STATED GOAL: Rewrite the material from its start through the line containing "point(271, 308)", both ends included, and scale every coordinate in the marked points by 0.3, rounding to whole numbers with halves going up. Keep the requests and their sample points unchanged.

* START *

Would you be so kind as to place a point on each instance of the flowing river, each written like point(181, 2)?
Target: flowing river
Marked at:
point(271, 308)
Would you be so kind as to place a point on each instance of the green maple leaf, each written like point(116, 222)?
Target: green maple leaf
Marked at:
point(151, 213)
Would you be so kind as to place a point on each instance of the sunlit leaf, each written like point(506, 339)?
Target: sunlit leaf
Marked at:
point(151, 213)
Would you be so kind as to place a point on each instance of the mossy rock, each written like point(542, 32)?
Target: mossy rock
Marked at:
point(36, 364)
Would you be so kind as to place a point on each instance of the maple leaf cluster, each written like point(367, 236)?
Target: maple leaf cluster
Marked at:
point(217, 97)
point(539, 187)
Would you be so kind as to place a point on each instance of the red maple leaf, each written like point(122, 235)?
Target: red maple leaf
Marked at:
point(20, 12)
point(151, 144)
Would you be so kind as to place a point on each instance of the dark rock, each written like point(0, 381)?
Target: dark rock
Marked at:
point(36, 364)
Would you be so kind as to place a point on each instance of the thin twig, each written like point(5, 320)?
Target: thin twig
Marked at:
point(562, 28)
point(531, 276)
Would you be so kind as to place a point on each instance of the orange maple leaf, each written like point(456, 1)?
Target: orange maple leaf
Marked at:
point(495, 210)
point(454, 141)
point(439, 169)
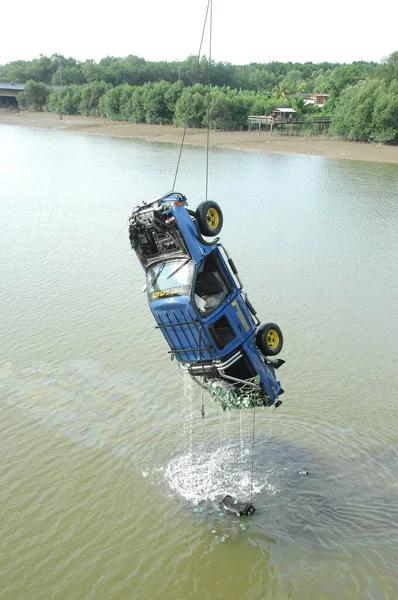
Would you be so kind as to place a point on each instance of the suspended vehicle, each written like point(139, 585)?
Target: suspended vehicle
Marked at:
point(197, 299)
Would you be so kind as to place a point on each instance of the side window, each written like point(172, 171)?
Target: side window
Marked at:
point(211, 285)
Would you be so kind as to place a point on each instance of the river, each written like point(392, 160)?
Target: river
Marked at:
point(109, 477)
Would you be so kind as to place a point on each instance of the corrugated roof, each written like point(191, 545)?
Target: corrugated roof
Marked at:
point(10, 85)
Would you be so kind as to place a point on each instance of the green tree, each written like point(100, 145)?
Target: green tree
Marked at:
point(190, 109)
point(34, 96)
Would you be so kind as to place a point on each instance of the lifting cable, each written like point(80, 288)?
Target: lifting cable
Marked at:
point(208, 10)
point(251, 483)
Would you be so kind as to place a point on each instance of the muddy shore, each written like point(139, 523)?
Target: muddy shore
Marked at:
point(316, 146)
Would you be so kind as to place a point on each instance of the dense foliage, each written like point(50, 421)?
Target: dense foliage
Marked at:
point(34, 96)
point(274, 77)
point(363, 97)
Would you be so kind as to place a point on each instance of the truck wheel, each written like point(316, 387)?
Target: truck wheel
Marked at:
point(269, 339)
point(209, 217)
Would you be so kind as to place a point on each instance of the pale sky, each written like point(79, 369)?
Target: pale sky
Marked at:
point(243, 32)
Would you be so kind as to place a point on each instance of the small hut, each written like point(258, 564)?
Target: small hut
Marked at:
point(284, 113)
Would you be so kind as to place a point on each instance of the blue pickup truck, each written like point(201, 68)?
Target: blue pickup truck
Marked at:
point(196, 297)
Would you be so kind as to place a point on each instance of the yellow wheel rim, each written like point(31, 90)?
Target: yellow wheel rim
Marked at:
point(273, 339)
point(212, 218)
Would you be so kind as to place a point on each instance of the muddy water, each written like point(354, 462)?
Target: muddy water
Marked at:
point(109, 477)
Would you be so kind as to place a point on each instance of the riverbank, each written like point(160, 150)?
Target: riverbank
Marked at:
point(242, 140)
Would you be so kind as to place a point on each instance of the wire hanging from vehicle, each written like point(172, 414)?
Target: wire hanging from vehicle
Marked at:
point(209, 99)
point(253, 435)
point(208, 8)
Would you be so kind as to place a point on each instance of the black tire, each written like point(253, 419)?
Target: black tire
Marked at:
point(269, 339)
point(209, 217)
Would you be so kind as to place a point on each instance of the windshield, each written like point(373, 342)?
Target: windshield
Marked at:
point(169, 278)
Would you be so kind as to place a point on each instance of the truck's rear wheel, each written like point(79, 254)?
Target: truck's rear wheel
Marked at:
point(209, 217)
point(269, 339)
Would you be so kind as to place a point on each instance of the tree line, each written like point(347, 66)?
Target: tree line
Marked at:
point(363, 97)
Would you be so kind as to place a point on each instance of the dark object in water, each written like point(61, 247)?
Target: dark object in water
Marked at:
point(240, 509)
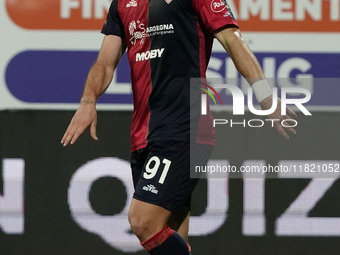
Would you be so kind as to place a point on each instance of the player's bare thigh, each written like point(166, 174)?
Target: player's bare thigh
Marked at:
point(147, 219)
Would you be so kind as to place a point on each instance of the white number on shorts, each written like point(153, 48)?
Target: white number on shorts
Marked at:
point(151, 172)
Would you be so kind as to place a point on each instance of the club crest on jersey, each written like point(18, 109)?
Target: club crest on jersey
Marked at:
point(218, 5)
point(131, 3)
point(137, 32)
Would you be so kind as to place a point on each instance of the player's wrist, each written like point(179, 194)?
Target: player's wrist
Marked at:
point(87, 100)
point(262, 90)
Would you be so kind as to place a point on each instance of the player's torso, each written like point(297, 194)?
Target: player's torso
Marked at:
point(164, 40)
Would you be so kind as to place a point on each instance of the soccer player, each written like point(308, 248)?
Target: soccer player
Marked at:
point(168, 42)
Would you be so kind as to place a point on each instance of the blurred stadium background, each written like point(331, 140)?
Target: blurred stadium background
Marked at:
point(74, 200)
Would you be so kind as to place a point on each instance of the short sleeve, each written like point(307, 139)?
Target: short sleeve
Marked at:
point(215, 14)
point(113, 24)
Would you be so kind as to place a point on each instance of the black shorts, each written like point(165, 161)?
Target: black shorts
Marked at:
point(161, 173)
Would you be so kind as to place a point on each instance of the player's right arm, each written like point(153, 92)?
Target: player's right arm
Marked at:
point(98, 80)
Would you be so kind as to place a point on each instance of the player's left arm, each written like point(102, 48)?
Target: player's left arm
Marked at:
point(248, 66)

* END *

FINAL ANSWER:
Would you be so kind as to place a point on each instance of the flowing river, each written like point(181, 2)?
Target: flowing river
Marked at:
point(81, 92)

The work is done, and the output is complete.